Task to carry out ::
Retype each line below precisely and omit all images.

Exercise data ::
------------------------------------------------------------

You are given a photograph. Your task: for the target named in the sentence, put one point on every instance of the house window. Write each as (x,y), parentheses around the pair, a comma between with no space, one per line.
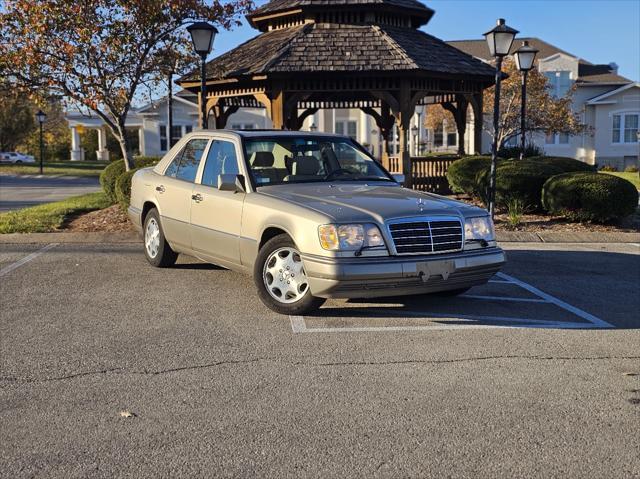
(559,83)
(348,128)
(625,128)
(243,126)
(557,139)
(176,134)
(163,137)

------------------------------------------------------------

Task solution ::
You are given a photograph. Your task: for the target named in the sentence, put one point on every instance of the house window. Write each as (x,y), parentheses around the pair, a comma between with no space, one per line.
(559,83)
(348,128)
(625,128)
(243,126)
(557,139)
(176,134)
(163,137)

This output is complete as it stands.